__Stated exercise__. Copy every entry below word for word, leaving out any pictures.

(Entries from a dataset)
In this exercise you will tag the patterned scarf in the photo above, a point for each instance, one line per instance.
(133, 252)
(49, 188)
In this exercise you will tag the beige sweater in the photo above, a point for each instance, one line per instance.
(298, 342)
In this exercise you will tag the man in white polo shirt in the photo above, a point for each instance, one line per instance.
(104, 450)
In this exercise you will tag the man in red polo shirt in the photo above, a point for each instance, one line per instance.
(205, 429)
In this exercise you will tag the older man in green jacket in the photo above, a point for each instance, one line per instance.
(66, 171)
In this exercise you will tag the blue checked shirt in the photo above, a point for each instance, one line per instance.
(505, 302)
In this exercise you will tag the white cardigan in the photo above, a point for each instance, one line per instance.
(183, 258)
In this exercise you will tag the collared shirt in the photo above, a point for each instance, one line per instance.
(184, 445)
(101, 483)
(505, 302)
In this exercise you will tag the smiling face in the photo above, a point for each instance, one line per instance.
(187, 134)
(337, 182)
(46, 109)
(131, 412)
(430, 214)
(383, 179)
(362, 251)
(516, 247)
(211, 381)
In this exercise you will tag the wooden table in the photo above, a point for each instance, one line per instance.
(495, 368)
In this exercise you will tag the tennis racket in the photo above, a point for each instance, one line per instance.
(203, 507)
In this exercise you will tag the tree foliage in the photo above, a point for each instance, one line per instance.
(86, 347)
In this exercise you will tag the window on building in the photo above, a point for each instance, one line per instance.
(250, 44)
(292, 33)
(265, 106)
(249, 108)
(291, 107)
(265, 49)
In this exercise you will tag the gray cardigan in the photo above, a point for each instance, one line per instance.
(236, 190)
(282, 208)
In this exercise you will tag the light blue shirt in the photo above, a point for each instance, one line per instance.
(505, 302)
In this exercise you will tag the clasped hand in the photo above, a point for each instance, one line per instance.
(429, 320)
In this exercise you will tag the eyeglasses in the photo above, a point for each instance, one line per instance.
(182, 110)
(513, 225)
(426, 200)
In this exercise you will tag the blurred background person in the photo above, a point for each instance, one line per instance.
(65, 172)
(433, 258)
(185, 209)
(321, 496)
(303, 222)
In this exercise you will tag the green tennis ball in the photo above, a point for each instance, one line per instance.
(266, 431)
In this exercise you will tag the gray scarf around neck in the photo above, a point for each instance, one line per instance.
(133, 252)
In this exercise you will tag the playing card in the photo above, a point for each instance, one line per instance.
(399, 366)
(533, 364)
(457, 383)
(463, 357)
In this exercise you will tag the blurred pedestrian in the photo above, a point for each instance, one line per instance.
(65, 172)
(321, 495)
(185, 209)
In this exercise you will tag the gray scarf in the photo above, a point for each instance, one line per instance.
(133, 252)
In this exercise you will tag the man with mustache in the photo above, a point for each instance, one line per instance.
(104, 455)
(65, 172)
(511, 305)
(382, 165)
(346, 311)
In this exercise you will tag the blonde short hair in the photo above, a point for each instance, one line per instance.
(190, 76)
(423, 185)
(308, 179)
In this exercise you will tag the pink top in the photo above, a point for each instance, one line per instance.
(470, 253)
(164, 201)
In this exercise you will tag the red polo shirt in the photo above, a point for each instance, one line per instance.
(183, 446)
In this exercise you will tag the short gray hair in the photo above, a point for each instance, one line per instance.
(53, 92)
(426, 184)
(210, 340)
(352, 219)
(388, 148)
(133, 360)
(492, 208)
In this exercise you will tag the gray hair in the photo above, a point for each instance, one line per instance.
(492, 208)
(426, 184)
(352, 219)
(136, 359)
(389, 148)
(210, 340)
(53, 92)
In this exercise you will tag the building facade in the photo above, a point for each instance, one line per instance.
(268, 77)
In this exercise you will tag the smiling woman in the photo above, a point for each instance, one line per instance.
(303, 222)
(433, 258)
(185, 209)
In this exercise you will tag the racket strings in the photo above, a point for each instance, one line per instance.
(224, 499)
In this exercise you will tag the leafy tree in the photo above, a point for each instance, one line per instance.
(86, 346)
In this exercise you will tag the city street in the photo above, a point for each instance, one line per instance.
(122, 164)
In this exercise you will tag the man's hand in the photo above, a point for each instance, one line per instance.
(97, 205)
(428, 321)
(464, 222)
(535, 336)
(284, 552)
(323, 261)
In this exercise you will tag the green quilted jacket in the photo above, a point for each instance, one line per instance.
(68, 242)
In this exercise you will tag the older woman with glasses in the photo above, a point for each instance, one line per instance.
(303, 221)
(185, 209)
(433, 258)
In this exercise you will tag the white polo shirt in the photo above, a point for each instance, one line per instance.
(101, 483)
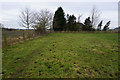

__Finished task__.
In this exercise you will tag the patterned scarf in the photo above, a point for each instance, one line per instance.
(133, 252)
(49, 188)
In this exercise you will tag the beige sweater in the photo above, a point for each instance, one line per instance.
(298, 342)
In this exercise you will tag the man in white polo shirt in the photo above, a point for each instance, one line per instance.
(104, 450)
In this exercise you will tag the man in red polo shirt in the photo above, a point for each instance, one line per instance.
(205, 429)
In this exercise you will tag the older man in green jacket in the photo above, a point for each instance, one line per instance.
(66, 171)
In this exercise you will tag the blue checked shirt in the photo above, a point for each instance, one line per instance.
(505, 302)
In this exercise you will tag the white cardigan in the photo above, a point for each instance, one line per instance.
(183, 258)
In this exercise you will tag the collared shirt in the photo above, a point for each instance, one line per instance.
(184, 445)
(101, 483)
(505, 302)
In this exercise you will tag the smiling face in the photo above, a point for each instance, one line per instance.
(187, 134)
(337, 182)
(46, 109)
(131, 412)
(430, 214)
(383, 179)
(362, 251)
(516, 247)
(211, 381)
In this exercise you will tag the wooden table in the photo above, a point for each instance, one line per instance.
(495, 368)
In this exercise you will tag the tennis racket in the photo above, a point for each instance, one line per instance.
(203, 507)
In this exercise you will tag the tree foliage in the photo above, a point for each instance, one line per instance.
(86, 347)
In this exercise you will tag the window on building in the photo above, a point for each instance, one line per instance.
(250, 44)
(292, 33)
(265, 106)
(249, 108)
(291, 107)
(265, 49)
In this exercise you will tag the gray cardigan in the photo above, a point for each instance, one line per instance.
(236, 190)
(282, 208)
In this exercise you will tag the light blue shirt in the photo above, a point for each instance, one line per instance.
(505, 302)
In this exercise you will tag the clasped hand in the photo above, a point for each instance, one line per instance.
(429, 320)
In this exercise you will tag the eyeglasses in the photo above, a point for each instance, one line per instance.
(182, 110)
(513, 225)
(426, 200)
In this exercise you will tag the blurred background person in the photo above, a point for each instance, one line per instance.
(65, 172)
(433, 258)
(185, 209)
(321, 496)
(303, 222)
In this exercise you will tag the green tennis ball in the photo above, a point for each instance, one line per instance.
(266, 431)
In this exercise you will tag the gray scarf around neck in the photo above, a point for each instance, one line per instance.
(133, 252)
In this exercise you will tag the playing card in the photo above, a point for each instance, one line per instance.
(399, 366)
(533, 364)
(457, 383)
(463, 357)
In this exercise you will tag the blurred pedestrian in the photo above, a point for each instance, one line per instance.
(65, 172)
(321, 495)
(185, 209)
In this exercise you will tag the gray scarf in the photo above, a point for each instance, one line per instance.
(133, 252)
In this exercise you will tag the man with mustache in the photo above, a point for each instance, one line per instance.
(104, 455)
(65, 172)
(511, 305)
(382, 165)
(346, 311)
In this exercise you will tag the blonde short hair in the photo above, a point for each instance, one line per instance.
(190, 76)
(423, 185)
(308, 179)
In this exercise you will tag the pink top in the photo above, a point for each instance, one line per instance.
(470, 253)
(164, 201)
In this exercise you will tag the red polo shirt in the photo above, a point for each instance, one line per instance.
(183, 446)
In this exercise you will tag the short gray hair in the photo above, a point for each instance, one line per instance.
(53, 92)
(426, 184)
(210, 340)
(352, 219)
(388, 148)
(133, 360)
(492, 208)
In this exercise you will tag the gray hair in the photo above, a point for each instance, one line per instance.
(492, 208)
(426, 184)
(352, 219)
(136, 359)
(389, 148)
(210, 340)
(53, 92)
In this exercise you will tag the building facade in the photo above, a point for each instance, one line per instance.
(268, 77)
In this exercise you will tag the smiling woman in the photo above, a point for each instance, one line per instance.
(303, 222)
(433, 258)
(185, 209)
In this exercise you will tag the racket strings in the photo above, a point for each instance, one line per instance.
(224, 499)
In this exercise you will tag the leafy tree in the photo above, a point for each instance, one line per instance.
(86, 346)
In this exercise you will tag the city street in the photo above, a point for each instance, one line per instance.
(122, 164)
In this exercise you will tag the man's hand in the photo above, a point for each instance, one line per instance.
(97, 205)
(428, 321)
(464, 222)
(535, 336)
(284, 552)
(323, 261)
In this exercise you will tag the green quilted jacket in the photo above, a point for each instance, one line per instance.
(68, 242)
In this exercise you will tag the older woman with glasses in the photo above, a point for each instance, one line per instance.
(303, 221)
(185, 209)
(433, 258)
In this exercise you will tag the white polo shirt in the photo above, a point for each instance, one line per instance.
(101, 483)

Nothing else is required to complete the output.